→ **YOUR OBJECTIVE**:
How many lines of the listing below contain the word "side"? Reply with the number alone.

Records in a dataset

######

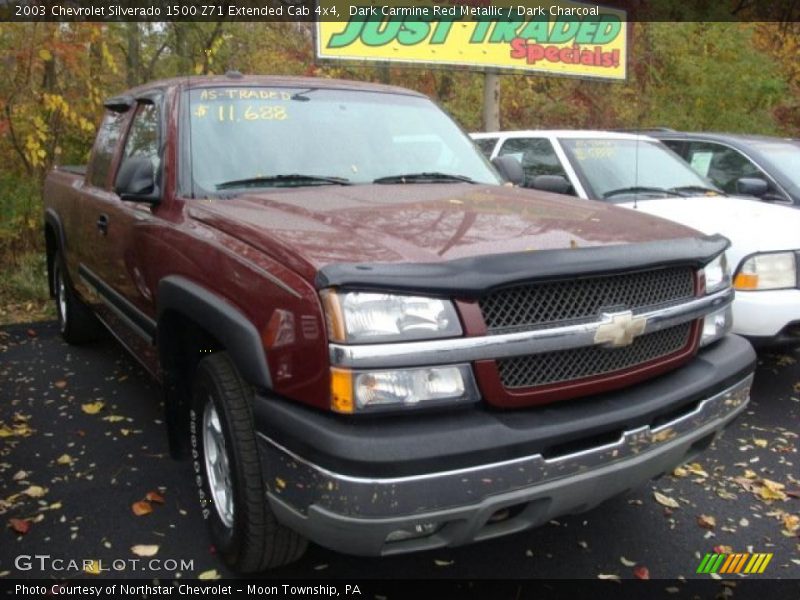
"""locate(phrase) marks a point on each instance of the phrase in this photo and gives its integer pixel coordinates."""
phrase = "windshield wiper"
(278, 179)
(635, 189)
(427, 177)
(697, 188)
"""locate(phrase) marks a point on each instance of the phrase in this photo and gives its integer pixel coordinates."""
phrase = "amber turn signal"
(342, 391)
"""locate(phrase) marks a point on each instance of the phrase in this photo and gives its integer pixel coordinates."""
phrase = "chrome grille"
(579, 363)
(529, 306)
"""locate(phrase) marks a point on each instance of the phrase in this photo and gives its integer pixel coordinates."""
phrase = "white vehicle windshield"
(784, 155)
(243, 137)
(614, 169)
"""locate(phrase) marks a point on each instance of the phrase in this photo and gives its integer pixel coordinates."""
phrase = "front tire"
(75, 320)
(228, 472)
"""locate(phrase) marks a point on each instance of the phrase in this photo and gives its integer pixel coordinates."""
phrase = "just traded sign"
(563, 38)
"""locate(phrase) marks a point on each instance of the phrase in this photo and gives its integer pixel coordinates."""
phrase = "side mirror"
(751, 186)
(136, 181)
(557, 184)
(510, 169)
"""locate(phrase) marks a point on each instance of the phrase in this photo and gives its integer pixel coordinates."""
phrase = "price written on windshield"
(236, 113)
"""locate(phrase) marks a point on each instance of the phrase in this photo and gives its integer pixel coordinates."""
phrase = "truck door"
(127, 305)
(85, 231)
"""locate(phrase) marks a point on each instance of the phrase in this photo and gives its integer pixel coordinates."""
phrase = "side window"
(536, 155)
(721, 164)
(144, 137)
(144, 141)
(104, 146)
(486, 146)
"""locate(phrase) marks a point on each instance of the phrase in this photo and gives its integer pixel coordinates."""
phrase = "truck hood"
(750, 225)
(310, 227)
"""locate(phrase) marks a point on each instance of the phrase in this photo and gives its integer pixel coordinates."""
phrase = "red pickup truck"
(365, 338)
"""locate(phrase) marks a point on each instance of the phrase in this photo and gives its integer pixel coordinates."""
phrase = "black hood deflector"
(475, 276)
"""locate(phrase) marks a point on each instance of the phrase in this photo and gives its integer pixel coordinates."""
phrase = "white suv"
(640, 173)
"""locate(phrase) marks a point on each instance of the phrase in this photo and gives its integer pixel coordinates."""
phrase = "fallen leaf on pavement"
(443, 563)
(141, 508)
(212, 574)
(791, 522)
(92, 408)
(666, 500)
(769, 493)
(697, 469)
(35, 491)
(19, 525)
(145, 549)
(154, 496)
(65, 459)
(641, 572)
(706, 521)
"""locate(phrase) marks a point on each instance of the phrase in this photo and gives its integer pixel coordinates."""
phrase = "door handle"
(102, 224)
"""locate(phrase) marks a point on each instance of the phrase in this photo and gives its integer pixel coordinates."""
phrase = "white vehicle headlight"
(771, 271)
(717, 274)
(369, 317)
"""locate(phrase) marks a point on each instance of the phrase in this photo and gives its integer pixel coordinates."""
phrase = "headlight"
(359, 391)
(767, 272)
(368, 317)
(717, 274)
(716, 325)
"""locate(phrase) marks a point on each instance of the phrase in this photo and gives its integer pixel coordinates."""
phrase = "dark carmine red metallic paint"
(311, 227)
(260, 251)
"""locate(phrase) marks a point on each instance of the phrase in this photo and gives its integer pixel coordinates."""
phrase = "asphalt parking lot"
(82, 443)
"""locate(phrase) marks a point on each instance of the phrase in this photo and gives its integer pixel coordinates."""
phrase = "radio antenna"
(191, 148)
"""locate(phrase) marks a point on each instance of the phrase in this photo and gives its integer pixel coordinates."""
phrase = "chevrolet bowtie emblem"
(619, 329)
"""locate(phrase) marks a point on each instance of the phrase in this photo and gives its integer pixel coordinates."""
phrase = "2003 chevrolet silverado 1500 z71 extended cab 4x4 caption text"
(364, 338)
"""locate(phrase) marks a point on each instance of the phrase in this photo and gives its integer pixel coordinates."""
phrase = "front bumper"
(766, 313)
(356, 513)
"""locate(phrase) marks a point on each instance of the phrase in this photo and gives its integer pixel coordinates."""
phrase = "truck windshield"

######

→ **EXERCISE RESPONSE**:
2